### 待完成任务
• a. 请返回 JumanjiWrapper 文档中从"GitHub: https://github.com/instadeepai/jumanji"起、直到"(jumanji.env.Environment) – 要包装的环境。"为止(含该处)的原文。
• b. 根据 JumanjiWrapper 文档回答以下问题:
(i) 为获得更好的性能,实例化此类时应打开什么?
(ii) 参数 categorical_action_encoding 的默认值是什么?
(iii) 关键字参数 batch_size 的默认值是什么?
• c. 请从 JumanjiWrapper 文档末尾停下的地方继续往下写。

### 所给文本
§
JumanjiWrapper¶
- torchrl.envs.JumanjiWrapper(*args, **kwargs)[源代码]¶
Jumanji 的环境包装器。
Jumanji 提供了一个基于 Jax 的向量化模拟框架。TorchRL 的包装器会为了 jax 到 torch 的转换而产生一些开销,但计算图仍然可以在模拟轨迹之上构建,从而允许通过 rollout 进行反向传播。
GitHub: https://github.com/instadeepai/jumanji
文档: https://instadeepai.github.io/jumanji/
论文: https://arxiv.org/abs/2306.09884
注意
为了获得更好的性能,在实例化此类时请打开 jit。 jit 属性也可以在代码执行期间进行切换。
>>> env.jit = True # Used jit >>> env.jit = False # eager
- 参数:
env (jumanji.env.Environment) – 要包装的环境。
categorical_action_encoding (bool, optional) – 如果为
True,则分类规范将转换为 TorchRL 等效项(torchrl.data.Categorical),否则将使用独热编码(torchrl.data.OneHot)。默认为False。
- 关键字参数:
batch_size (torch.Size, optional) –
环境的批次大小。使用
jumanji时,这表示向量化环境的数量。如果批次大小为空,则环境未锁定批次,可以同时执行任意数量的环境。默认为torch.Size([])。>>> import jumanji >>> from torchrl.envs import JumanjiWrapper >>> base_env = jumanji.make("Snake-v1") >>> env = JumanjiWrapper(base_env) >>> # Set the batch-size of the TensorDict instead of the env allows to control the number >>> # of envs being run simultaneously >>> tdreset = env.reset(TensorDict(batch_size=[32])) >>> # Execute a rollout until all envs are done or max steps is reached, whichever comes first >>> rollout = env.rollout(100, break_when_all_done=True, auto_reset=False, tensordict=tdreset)
§
### 行数据摘录

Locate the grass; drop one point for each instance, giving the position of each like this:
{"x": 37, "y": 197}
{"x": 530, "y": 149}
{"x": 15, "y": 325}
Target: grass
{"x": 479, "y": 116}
§
### 最终结果
• a.
GitHub: https://github.com/instadeepai/jumanji
文档: https://instadeepai.github.io/jumanji/
论文: https://arxiv.org/abs/2306.09884
注意
为了获得更好的性能,在实例化此类时请打开 jit。 jit 属性也可以在代码执行期间进行切换。
>>> env.jit = True # Used jit >>> env.jit = False # eager
- 参数:
env (jumanji.env.Environment) – 要包装的环境。

• b.
(i) 应打开 jit。
(ii) 默认值为 False。
(iii) 默认值为 torch.Size([])。

• c.
from_pixels (bool, optional) – 环境是否应渲染其输出。这将极大地影响环境吞吐量。只有第一个环境将被渲染。有关更多信息,请参见
render()。默认为 False。frame_skip (int, optional) – 如果提供,表示同一个动作需要重复多少步。返回的观察是序列的最后一次观察,而奖励将是跨步骤的奖励总和。
device (torch.device, optional) – 如果提供,表示数据要投射到的设备。默认为
torch.device("cpu")。allow_done_after_reset (bool, optional) – 如果为
True,则允许环境在调用reset()后立即完成。默认为False。jit (bool, optional) – 步进和重置方法是否应包装在 jit 中。默认为
False。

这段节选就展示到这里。